**TASK OBJECTIVE**
Rewrite the rows from the line with "Objective: locate each instance of the christmas" through the last row, replacing "sugar dusted" with "powdered sugar" and keeping everything else the same.

**EXTRACTED INFORMATION**
--------

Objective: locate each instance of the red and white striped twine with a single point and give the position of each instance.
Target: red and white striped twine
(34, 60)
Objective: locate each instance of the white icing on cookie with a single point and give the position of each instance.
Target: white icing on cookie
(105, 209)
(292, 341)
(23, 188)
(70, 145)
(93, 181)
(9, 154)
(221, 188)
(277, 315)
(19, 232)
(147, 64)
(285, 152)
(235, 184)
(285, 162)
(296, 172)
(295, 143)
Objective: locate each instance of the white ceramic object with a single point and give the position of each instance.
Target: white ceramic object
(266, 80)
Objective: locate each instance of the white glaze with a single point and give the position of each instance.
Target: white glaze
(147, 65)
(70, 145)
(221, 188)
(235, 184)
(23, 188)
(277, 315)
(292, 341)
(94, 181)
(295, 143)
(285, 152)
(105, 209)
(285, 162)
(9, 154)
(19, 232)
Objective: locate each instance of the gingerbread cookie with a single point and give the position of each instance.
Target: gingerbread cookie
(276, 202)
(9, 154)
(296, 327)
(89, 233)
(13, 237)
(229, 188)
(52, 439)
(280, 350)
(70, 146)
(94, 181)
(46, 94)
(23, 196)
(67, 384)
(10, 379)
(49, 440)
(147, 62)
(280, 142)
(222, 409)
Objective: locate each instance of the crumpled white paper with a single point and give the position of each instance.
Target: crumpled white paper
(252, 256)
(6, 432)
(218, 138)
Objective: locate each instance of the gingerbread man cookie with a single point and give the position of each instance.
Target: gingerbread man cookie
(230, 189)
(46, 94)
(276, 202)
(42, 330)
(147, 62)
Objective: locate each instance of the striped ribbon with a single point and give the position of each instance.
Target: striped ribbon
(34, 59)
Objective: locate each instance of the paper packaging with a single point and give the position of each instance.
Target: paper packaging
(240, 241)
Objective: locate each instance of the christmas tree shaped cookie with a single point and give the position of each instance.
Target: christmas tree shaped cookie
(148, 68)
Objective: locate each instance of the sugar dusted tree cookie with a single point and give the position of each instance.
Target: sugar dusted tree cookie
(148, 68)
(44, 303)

--------

**RESULT**
Objective: locate each instance of the christmas tree shaped cookie with a single point and give the position of each instance.
Target: christmas tree shaped cookie
(148, 68)
Objective: locate each instance of the powdered sugar tree cookie with a single point and give the position of each instance.
Target: powdered sugar tree cookie
(148, 68)
(44, 303)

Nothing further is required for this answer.